◆ **Activity**: Return all of the records exactly.

::: Given records

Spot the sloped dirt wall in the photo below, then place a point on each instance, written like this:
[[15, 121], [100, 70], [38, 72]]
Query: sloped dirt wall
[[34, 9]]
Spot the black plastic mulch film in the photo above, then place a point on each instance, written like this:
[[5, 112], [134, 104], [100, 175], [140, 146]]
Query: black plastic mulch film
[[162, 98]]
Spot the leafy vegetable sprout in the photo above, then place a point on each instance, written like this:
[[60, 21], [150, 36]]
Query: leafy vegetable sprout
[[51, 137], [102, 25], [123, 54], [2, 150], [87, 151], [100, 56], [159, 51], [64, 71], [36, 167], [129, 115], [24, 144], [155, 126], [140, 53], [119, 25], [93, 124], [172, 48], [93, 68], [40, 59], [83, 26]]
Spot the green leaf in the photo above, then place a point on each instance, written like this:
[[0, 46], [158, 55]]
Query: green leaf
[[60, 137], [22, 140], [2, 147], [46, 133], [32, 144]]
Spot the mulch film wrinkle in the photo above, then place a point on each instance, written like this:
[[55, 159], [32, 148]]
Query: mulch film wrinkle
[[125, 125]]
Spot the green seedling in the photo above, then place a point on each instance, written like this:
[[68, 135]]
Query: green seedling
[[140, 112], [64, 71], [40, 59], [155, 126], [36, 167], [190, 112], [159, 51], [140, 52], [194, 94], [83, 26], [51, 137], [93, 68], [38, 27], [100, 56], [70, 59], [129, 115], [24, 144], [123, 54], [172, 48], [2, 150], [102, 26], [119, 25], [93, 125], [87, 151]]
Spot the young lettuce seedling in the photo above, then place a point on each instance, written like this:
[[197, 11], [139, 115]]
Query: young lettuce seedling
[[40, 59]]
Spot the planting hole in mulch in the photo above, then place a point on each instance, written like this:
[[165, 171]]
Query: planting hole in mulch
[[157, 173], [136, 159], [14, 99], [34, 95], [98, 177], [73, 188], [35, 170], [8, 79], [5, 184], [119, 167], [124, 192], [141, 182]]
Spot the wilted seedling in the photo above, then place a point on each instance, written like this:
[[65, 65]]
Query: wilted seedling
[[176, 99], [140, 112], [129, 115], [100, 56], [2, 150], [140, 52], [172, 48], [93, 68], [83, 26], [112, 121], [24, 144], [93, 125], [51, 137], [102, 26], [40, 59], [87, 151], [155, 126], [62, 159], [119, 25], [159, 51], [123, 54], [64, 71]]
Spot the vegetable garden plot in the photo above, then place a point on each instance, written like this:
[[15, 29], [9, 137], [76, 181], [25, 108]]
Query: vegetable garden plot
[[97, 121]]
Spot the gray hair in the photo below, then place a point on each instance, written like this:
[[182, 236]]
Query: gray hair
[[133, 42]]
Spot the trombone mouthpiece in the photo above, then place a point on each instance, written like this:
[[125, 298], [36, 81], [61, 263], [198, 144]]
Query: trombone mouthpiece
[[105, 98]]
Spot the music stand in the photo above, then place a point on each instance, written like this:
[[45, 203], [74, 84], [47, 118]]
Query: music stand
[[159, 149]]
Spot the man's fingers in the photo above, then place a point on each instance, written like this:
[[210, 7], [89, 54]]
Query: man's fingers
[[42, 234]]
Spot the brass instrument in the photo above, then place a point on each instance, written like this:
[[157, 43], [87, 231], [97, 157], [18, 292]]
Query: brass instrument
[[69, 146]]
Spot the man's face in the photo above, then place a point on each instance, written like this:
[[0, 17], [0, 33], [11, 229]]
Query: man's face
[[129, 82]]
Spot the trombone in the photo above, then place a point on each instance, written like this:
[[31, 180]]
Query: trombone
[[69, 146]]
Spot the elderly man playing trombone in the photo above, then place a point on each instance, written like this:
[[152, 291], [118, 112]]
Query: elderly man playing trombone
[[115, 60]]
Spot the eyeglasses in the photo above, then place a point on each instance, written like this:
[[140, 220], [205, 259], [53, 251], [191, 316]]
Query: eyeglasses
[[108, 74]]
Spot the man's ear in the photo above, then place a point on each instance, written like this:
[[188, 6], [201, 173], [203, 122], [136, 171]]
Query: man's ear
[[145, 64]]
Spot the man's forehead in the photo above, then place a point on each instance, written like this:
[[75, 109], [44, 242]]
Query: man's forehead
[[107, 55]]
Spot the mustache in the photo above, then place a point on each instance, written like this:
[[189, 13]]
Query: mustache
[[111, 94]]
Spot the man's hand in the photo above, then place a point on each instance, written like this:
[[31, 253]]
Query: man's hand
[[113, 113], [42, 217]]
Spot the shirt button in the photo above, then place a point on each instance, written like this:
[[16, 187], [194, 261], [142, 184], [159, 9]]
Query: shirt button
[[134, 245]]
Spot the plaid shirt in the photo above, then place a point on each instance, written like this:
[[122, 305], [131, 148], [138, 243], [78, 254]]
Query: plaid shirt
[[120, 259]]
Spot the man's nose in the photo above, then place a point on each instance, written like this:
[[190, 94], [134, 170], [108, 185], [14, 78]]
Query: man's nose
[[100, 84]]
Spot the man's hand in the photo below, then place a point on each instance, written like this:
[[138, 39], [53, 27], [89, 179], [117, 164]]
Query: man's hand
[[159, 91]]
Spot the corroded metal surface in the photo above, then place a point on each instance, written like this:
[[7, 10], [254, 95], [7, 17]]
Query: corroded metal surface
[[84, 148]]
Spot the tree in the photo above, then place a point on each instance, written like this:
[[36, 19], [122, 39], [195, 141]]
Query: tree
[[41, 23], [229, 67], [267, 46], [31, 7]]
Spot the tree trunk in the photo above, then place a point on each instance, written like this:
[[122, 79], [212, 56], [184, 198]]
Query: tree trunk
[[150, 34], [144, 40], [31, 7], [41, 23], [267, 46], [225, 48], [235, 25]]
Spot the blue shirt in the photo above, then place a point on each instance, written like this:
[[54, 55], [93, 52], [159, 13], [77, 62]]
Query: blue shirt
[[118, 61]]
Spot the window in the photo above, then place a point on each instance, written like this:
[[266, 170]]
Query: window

::::::

◆ **Output for this exercise**:
Spot the sloped dirt wall in the photo below, then place a point on each instance, written like this:
[[15, 121], [100, 70], [38, 72]]
Query: sloped dirt wall
[[34, 9]]
Spot the black plastic mulch film in the photo above, then place a point on each instance, written like this:
[[5, 112], [134, 104], [100, 175], [140, 146]]
Query: black plastic mulch film
[[162, 98]]
Spot the leafy vegetable sprout in the photo above, then place a point on each instance, written like this:
[[60, 21], [150, 36]]
Query: leafy vegetable sprout
[[51, 137], [102, 25], [123, 54], [2, 150], [87, 151], [100, 56], [159, 51], [64, 71], [36, 167], [129, 115], [24, 144], [155, 126], [140, 53], [119, 25], [93, 124], [172, 48], [93, 68], [40, 59], [83, 26]]
Spot the green leaf in the photo above, then place a point on each instance, written like this:
[[0, 46], [158, 55]]
Query: green leaf
[[60, 137], [22, 140], [2, 147], [46, 133], [32, 144]]
Spot the mulch film wrinkle in the photo above, then place a point on each instance, written like this:
[[55, 159], [32, 148]]
Query: mulch film wrinkle
[[125, 125]]
Spot the green seedling in the photo above, then place a point on each instance, written like this:
[[68, 135]]
Query: green seedling
[[140, 112], [64, 71], [40, 59], [155, 126], [36, 167], [190, 112], [159, 51], [140, 52], [194, 94], [83, 26], [51, 137], [93, 68], [38, 27], [100, 56], [70, 59], [129, 115], [24, 144], [123, 54], [172, 48], [2, 150], [102, 26], [119, 25], [93, 125], [87, 151]]
Spot the young lettuce seedling in the photo above, then place a point on each instance, written like this:
[[197, 11], [139, 115]]
Query: young lettuce seedling
[[40, 59]]
Spot the planting hole in mulch in the photo above, then place a point on each instance, written like this:
[[165, 171]]
Query: planting hole in mulch
[[157, 173], [136, 159], [14, 99], [34, 95], [98, 177], [73, 188], [35, 170], [8, 79], [5, 184], [119, 167], [124, 192], [141, 182]]
Spot the wilted seedling in the photo above, then place a point on each instance, written like this:
[[65, 65]]
Query: wilted seedling
[[176, 99], [140, 112], [129, 115], [100, 56], [2, 150], [140, 52], [172, 48], [93, 68], [83, 26], [112, 121], [24, 144], [93, 125], [51, 137], [102, 26], [40, 59], [87, 151], [155, 126], [62, 159], [119, 25], [159, 51], [123, 54], [64, 71]]
Spot the vegetable garden plot in the photo above, then place a point on each instance, written like this:
[[15, 29], [9, 137], [76, 181], [25, 108]]
Query: vegetable garden plot
[[97, 121]]
Spot the gray hair in the photo below, then place a point on each instance, written like this:
[[182, 236]]
Query: gray hair
[[133, 42]]
Spot the trombone mouthpiece in the photo above, then place a point on each instance, written like this:
[[125, 298], [36, 81], [61, 263], [198, 144]]
Query: trombone mouthpiece
[[105, 98]]
Spot the music stand in the photo above, then place a point on each instance, written like this:
[[45, 203], [74, 84], [47, 118]]
Query: music stand
[[159, 149]]
Spot the man's fingers in the photo above, then place a point on each instance, written like this:
[[210, 7], [89, 54]]
Query: man's fingers
[[42, 234]]
Spot the brass instrument in the photo above, then place a point on each instance, written like this:
[[157, 43], [87, 231], [97, 157], [18, 292]]
Query: brass instrument
[[69, 146]]
Spot the man's face in the photo above, then place a point on each instance, written like this:
[[0, 17], [0, 33], [11, 229]]
Query: man's face
[[129, 82]]
Spot the trombone in the photo above, then place a point on each instance, written like this:
[[31, 180]]
Query: trombone
[[69, 146]]
Spot the elderly man playing trombone in the photo above, then place a point on each instance, written like this:
[[152, 291], [118, 112]]
Query: elderly man playing trombone
[[115, 60]]
Spot the eyeglasses in the photo above, then place a point on each instance, written like this:
[[140, 220], [205, 259], [53, 251], [191, 316]]
Query: eyeglasses
[[108, 74]]
Spot the man's ear in the photo above, then place a point on each instance, written like this:
[[188, 6], [201, 173], [203, 122], [136, 171]]
Query: man's ear
[[145, 64]]
Spot the man's forehead in the photo above, then place a point on each instance, written like this:
[[75, 109], [44, 242]]
Query: man's forehead
[[107, 55]]
Spot the mustache in the photo above, then place a point on each instance, written like this:
[[189, 13]]
Query: mustache
[[111, 94]]
Spot the man's hand in the photo above, then place a point on each instance, written like this:
[[31, 253]]
Query: man's hand
[[113, 113], [42, 217]]
Spot the shirt button in the photo above, then place a point on each instance, written like this:
[[16, 187], [194, 261], [142, 184], [159, 9]]
Query: shirt button
[[134, 245]]
Spot the plaid shirt in the photo above, then place a point on each instance, written like this:
[[122, 305], [131, 148], [138, 243], [78, 254]]
Query: plaid shirt
[[120, 259]]
Spot the man's nose in the photo above, then place a point on each instance, written like this:
[[190, 94], [134, 170], [108, 185], [14, 78]]
Query: man's nose
[[100, 84]]
Spot the man's hand in the photo below, then place a point on each instance, written like this:
[[138, 39], [53, 27], [89, 179], [117, 164]]
Query: man's hand
[[159, 91]]
Spot the corroded metal surface in the photo above, then place a point on each instance, written like this:
[[7, 10], [254, 95], [7, 17]]
Query: corroded metal surface
[[84, 148]]
Spot the tree in the photo above, then place a point on each instance, written like this:
[[36, 19], [122, 39], [195, 141]]
Query: tree
[[41, 23], [229, 67], [267, 46], [31, 7]]
Spot the tree trunk in the photo above, then place a point on each instance, written like this:
[[122, 79], [212, 56], [184, 198]]
Query: tree trunk
[[150, 34], [144, 40], [31, 7], [41, 23], [267, 46], [225, 48], [235, 25]]
Spot the blue shirt in the photo above, then place a point on each instance, written like this:
[[54, 55], [93, 52], [159, 13], [77, 62]]
Query: blue shirt
[[118, 61]]
Spot the window in the photo above, then place a point on each instance, written like this:
[[266, 170]]
Query: window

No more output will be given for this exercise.